--- Passage provided ---
====================

We believe we can use the same enormous computer power to combine as many as 40 different variables into a single complex model, despite the fact that we do not know the distribution of many of the parameters. We do not know whether they are linear or non-linear, cyclical or non-cyclical, random or chaotic, independent or correlated.
The first assessment of the Intergovernmental Panel on Climate Change (IPCC) was based on 90 models. After the relatively short period of 24 years, global temperatures, as measured by satellite, have fallen significantly below the 95% confidence levels forecast by 88 of these models and, as measured by adjusted surface thermometers, by 86 of the models. Despite revisions based on the further data that had become available over the intervening years, few, if any, of the models used for the second and third IPCC assessments have been any more successful in their predictions.
The only prediction of any of the first four IPCC assessments that has turned out to be accurate is that the level of CO2 in the atmosphere would continue to rise. Thus we have a situation where the driver has moved ahead, while the driven has, stubbornly, refused to follow. With similar results, any competent actuary might be expected to doubt the validity of his model. But, while many have modified their models, the Canutes of climate science still continue to believe that, through the continued burning of fossil fuel, man can and will alter natural balances and warm the planet.
In the past, the UK profession has been blamed for overestimating mortality and derided for its panic report on the AIDS epidemic. Perhaps the first task of the Climate Change Working Party should be to investigate the assumptions, derivation and validity of the climate models, which have, to date, failed so decisively. With their mathematical and statistical knowledge, actuaries are better qualified than most to perform this task.

====================

--- Required actions ---
- 1) In the passage on climate models, why does the author consider actuaries suited to investigating the assumptions, derivation and validity of those models?
- 2) According to the passage on climate models, how many models formed the basis of the first IPCC assessment?
- 3) Reproduce everything in the passage on climate models from "The first assessment" down to "in their predictions.".

--- Source material ---
====================

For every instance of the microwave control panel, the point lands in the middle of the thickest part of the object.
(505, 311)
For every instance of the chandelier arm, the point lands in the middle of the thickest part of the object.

====================

--- Solutions per task ---
- 1) The author considers actuaries better qualified than most for this task because of their mathematical and statistical knowledge.

- 2) 90 models.

- 3)
The first assessment of the Intergovernmental Panel on Climate Change (IPCC) was based on 90 models. After the relatively short period of 24 years, global temperatures, as measured by satellite, have fallen significantly below the 95% confidence levels forecast by 88 of these models and, as measured by adjusted surface thermometers, by 86 of the models. Despite revisions based on the further data that had become available over the intervening years, few, if any, of the models used for the second and third IPCC assessments have been any more successful in their predictions.